[Named-object pointing records]
__________________________________________________

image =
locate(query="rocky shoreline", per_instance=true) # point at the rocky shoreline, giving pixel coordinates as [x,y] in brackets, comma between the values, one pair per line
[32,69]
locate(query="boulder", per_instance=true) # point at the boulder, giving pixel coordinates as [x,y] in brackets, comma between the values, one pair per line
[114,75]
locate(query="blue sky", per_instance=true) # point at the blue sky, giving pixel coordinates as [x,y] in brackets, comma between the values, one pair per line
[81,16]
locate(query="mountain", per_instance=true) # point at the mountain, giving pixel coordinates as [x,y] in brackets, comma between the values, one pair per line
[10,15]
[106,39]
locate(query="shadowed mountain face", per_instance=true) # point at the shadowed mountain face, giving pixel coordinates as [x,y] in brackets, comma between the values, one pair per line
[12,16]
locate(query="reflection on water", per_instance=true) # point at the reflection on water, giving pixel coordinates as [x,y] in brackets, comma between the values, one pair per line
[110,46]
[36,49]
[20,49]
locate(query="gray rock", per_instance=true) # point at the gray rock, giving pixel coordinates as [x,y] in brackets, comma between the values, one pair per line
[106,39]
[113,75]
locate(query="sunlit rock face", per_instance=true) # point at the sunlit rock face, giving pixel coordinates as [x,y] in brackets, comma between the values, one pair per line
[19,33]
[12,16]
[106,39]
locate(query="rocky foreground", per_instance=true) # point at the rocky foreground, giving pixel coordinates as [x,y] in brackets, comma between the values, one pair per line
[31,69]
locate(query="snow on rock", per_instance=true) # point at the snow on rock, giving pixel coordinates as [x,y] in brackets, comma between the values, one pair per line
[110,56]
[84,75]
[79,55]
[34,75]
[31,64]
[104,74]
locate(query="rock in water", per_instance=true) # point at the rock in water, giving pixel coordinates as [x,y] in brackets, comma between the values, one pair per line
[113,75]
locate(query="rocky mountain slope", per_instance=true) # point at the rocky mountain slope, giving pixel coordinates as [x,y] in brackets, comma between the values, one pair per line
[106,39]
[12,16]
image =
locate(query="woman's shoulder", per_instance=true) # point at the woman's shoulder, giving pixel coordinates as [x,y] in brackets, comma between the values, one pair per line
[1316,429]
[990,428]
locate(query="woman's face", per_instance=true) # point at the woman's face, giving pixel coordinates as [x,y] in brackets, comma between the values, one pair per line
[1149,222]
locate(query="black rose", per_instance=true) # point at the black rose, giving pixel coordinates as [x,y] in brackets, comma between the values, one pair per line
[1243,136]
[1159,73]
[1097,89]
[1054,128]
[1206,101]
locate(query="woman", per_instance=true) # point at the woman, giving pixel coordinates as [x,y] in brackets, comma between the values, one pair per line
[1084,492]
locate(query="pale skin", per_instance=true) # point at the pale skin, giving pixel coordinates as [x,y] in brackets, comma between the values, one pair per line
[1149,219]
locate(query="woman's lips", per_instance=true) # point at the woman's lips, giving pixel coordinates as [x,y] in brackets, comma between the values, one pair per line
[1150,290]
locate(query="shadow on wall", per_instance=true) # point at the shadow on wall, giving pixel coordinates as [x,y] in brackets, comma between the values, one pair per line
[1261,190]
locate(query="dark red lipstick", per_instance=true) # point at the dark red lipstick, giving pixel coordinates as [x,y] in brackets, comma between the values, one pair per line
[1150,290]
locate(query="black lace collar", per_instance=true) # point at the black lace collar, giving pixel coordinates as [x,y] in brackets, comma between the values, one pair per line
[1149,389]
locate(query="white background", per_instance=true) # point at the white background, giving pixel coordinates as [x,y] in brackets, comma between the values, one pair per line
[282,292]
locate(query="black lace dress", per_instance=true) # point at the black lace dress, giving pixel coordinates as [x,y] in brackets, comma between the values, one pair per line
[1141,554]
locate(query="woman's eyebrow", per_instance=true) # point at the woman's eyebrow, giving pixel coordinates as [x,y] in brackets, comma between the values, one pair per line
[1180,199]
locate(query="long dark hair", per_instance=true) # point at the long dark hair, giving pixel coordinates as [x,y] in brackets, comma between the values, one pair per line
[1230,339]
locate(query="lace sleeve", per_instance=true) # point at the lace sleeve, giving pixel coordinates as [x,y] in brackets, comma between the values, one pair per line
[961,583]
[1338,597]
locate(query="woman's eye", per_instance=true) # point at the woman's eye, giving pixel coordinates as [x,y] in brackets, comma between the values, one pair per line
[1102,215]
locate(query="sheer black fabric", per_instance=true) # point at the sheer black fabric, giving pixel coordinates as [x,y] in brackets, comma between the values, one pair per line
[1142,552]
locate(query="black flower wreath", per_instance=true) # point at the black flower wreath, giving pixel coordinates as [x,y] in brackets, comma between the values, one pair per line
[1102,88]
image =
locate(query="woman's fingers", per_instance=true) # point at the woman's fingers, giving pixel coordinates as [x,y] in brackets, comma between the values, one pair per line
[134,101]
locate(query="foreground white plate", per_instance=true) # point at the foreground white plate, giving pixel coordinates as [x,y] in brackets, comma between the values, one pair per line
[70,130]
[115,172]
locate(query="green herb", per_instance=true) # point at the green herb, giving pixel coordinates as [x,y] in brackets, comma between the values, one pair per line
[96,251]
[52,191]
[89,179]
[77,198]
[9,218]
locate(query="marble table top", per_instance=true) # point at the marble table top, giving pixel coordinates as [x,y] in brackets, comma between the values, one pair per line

__________________________________________________

Extract all of the data exactly as written.

● Full solution:
image =
locate(query="rocky shoreline", per_instance=true) # point at the rocky shoreline, giving pixel coordinates as [x,y] in brackets, comma between the values, one pair per line
[32,69]
locate(query="boulder", per_instance=true) # point at the boulder, giving pixel coordinates as [x,y] in brackets, comma between the values, one pair per line
[114,75]
locate(query="blue sky", per_instance=true) # point at the blue sky, giving pixel coordinates as [x,y] in brackets, comma between the values, one pair per line
[81,16]
locate(query="mountain", per_instance=true) # point at the mountain, giving pixel coordinates as [x,y] in brackets, comma between the values, one pair per line
[10,15]
[106,39]
locate(query="shadowed mountain face", per_instance=true) # point at the shadowed mountain face, giving pixel coordinates as [x,y] in brackets, comma between the values, one pair per line
[12,16]
locate(query="reflection on water", per_instance=true) # point at the reflection on water, giving pixel coordinates as [x,y] in brackets, comma between the values, one pair per line
[110,46]
[36,49]
[20,49]
locate(query="gray rock", per_instance=true) # point at the gray rock, giving pixel coordinates as [x,y] in brackets, comma between the values, one pair per line
[106,39]
[113,75]
locate(query="sunlit rock face", per_instance=true) # point at the sunlit rock face, giving pixel coordinates as [x,y] in brackets, comma between the values, one pair per line
[19,33]
[12,16]
[106,39]
locate(query="rocky foreground", per_instance=true) # point at the rocky foreground, giving pixel coordinates as [x,y] in brackets, comma between the values, one pair per line
[31,69]
locate(query="snow on rock", per_instance=true) # point at the snow on rock, giving pixel coordinates as [x,y] in brackets, comma between the values, one pair per line
[110,56]
[84,75]
[79,55]
[34,75]
[31,64]
[104,74]
locate(query="rock in water", per_instance=true) # point at the rock in water, giving pixel coordinates as [x,y] in brackets, comma between the values, one pair per line
[113,75]
locate(query="rocky mountain slope", per_instance=true) # point at the rocky mountain slope, giving pixel coordinates as [x,y] in brackets, comma between the values, one pair per line
[106,39]
[12,16]
image =
locate(query="woman's shoulder", per_instance=true) # point at the woman's shoulder, giving pixel coordinates as [x,y] in brackets, comma between the values, one pair per line
[1316,429]
[990,428]
locate(query="woman's face", per_instance=true) # point at the woman's face, giving pixel coordinates as [x,y] in brackets, comma between the values, one pair per line
[1149,222]
locate(query="black rose", per_instance=true) # point at the black rose, giving pixel coordinates as [x,y] in brackets, comma between the values, one pair per line
[1243,136]
[1159,73]
[1097,89]
[1054,128]
[1206,101]
locate(query="woman", per_instance=true) # point at the woman, giving pixel coordinates as [x,y] in brackets, comma between the values, one pair per line
[1084,492]
locate(query="pale skin", per_instance=true) # point at the pale skin, giving pixel coordinates as [x,y] in brackets, comma between the values, one pair per line
[1149,219]
locate(query="woman's lips", per_instance=true) # point at the woman's lips, giving pixel coordinates as [x,y] in brackets, comma between the values, one pair per line
[1150,290]
locate(query="shadow on wall", per_instance=true) # point at the shadow on wall, giving pixel coordinates as [x,y] in brackets, comma between the values, one pair per line
[1261,190]
locate(query="dark red lipstick", per_instance=true) # point at the dark red lipstick, giving pixel coordinates as [x,y] in brackets, comma between the values, one pair per line
[1150,290]
locate(query="black lace collar", per_instance=true) # point at the black lace collar, giving pixel coordinates as [x,y] in brackets, comma between the values, one pair per line
[1149,389]
locate(query="white background", per_instance=true) # point at the white background, giving pixel coordinates as [x,y] in brackets, comma between the values, one pair per line
[282,292]
locate(query="black lace dress", per_instance=true) # point at the black lace dress, giving pixel coordinates as [x,y] in brackets, comma between the values, one pair per line
[1141,554]
locate(query="woman's eyebrow", per_instance=true) # point at the woman's eyebrow, giving pixel coordinates as [x,y] in brackets, comma between the values, one pair per line
[1180,199]
locate(query="long dark hair", per_instance=true) # point at the long dark hair, giving pixel coordinates as [x,y] in brackets, comma between the values, one pair per line
[1230,339]
locate(query="lace sleeve", per_instance=true) # point at the lace sleeve, giving pixel coordinates as [x,y] in brackets, comma between the values, one pair per line
[961,583]
[1338,597]
locate(query="woman's eye", per_instance=true) # point at the woman's eye, giving pixel coordinates as [x,y] in brackets, comma between the values, one pair per line
[1102,215]
locate(query="sheer black fabric", per_instance=true) # point at the sheer black fabric, giving pixel coordinates as [x,y] in brackets, comma between the values, one pair per line
[1142,552]
locate(query="black flower wreath", per_instance=true) # point at the black flower wreath, giving pixel coordinates as [x,y] in brackets, comma between the values, one pair per line
[1102,88]
image =
locate(query="woman's fingers", per_instance=true) # point at the woman's fingers, giving pixel coordinates as [x,y] in brackets, comma between the values, one pair per line
[134,101]
locate(query="foreground white plate", per_instance=true) # point at the foreground white plate, giving pixel coordinates as [x,y] in brackets, comma between the values, one pair per line
[70,130]
[115,172]
locate(query="green herb", per_instance=true) # point at the green herb, giving pixel coordinates as [x,y] in brackets, comma between the values, one pair per line
[96,251]
[52,191]
[89,179]
[77,198]
[9,218]
locate(query="marble table top", per_instance=true) # point at the marble table top, giving pixel coordinates as [x,y] in brackets, comma between the values, one pair per line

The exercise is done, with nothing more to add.